> [PROBLEM DETAILS]:
In the book reviews below, what is the name of the humanlike computer that commands the crew in The Galaxy Game?
--- BEGIN DOCUMENT TEXT ---
The tempo is very hectic and I had a hard time trying to put the book away, and it occured to me that it was certainly a bad move to start to read this book the week before an exam, well, the only thing to do was to finish the
book before the exam as well. Four and a half piglets out of five for this
great novel.
From Those Wonderful Folks Who Gave You Pearl
Habor (Frontline Dispatches from the Advertising War)
by Jerry Della Femina biography/humourous
Pocket Book edition, published 1971
256 pages
This book at Amazon.com Review written on the 13th of May '97
This is the story of how advertising was done in the 50's-60's in the USA.
It's not a wellwritten book, it got a touch of a novel written by an arbitrary high-school kid. But it's quite fun to read, dispite the spelling
errors and the jumping back and forth in the stories.
He tells amusing stories about accounts he got/lost or simply just didn't got in touch with. The drawback is that this book was written 1969 and the
author assumes many times that the reader has heard of the agencies and
persons mentioned, well, perhaps they were known at that time, but when I read this book in Sweden 1997, I don't really know who they are.
But, on the other hand, it's not important at all to know who they are, one
just carries on reading and ignores all such comments.
I don't think you'll ever stumble on this book, but if you do, it's at least well worth the 5 SKR I spent (half-an-english-pound).
The Galaxy Game
by Phil Janes science fiction/humourous
Millenium edition 1994 (copyright Phil Janes 1993)
pages, like 200-250 or something
ISBN: 1 85798 150 2
This book at Amazon.co.uk: The Galaxy Game Review written on the 20th of June '97
This is the first book in The Galaxy Game-triology, you don't have to read the other two to appreciate this book, since they are almost free-standing. Dick, sorry (he looks like a Dick to me), Richard Curtis is building a
spaceship that will take the first earthlings to where no man (or woman)
had gone before. Such an important mission requires the most skilled and
intelligent astronauts that are specially trained to work together under
tough circumstances. To bad that the crew consists of a bunch of idiots.
Under the command of Curtis, heh! just kidding, under the command of the
humanlike computer named Arnold BUILT by Curtis (sounds much better already?), a computer that are programmed to obey any of the crews wishes, a computer that fast and efficient calculate ways to get out of complications the easiest way. Well, in a perfect world it would be like that, now it's more like: if Arnold is in the right mood and only if he's sure that the crew later will regret it, he is obeying. Hal was a friendly pocket-calculator compared to Arnold.
--- END DOCUMENT TEXT ---
--- BEGIN RECORDS PROVIDED ---
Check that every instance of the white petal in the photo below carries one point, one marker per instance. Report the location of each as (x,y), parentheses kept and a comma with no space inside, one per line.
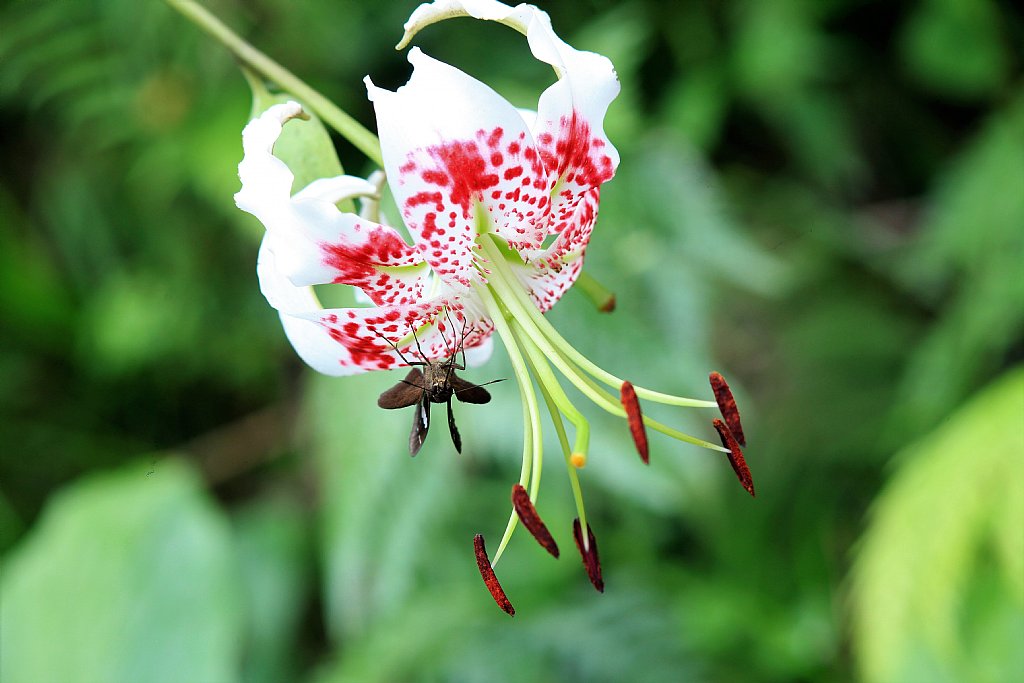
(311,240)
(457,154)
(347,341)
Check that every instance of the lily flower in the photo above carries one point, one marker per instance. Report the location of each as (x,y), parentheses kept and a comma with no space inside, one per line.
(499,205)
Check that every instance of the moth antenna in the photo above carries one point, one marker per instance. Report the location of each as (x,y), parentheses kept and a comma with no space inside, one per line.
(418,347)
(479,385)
--- END RECORDS PROVIDED ---
> [FULL ANSWER]:
Arnold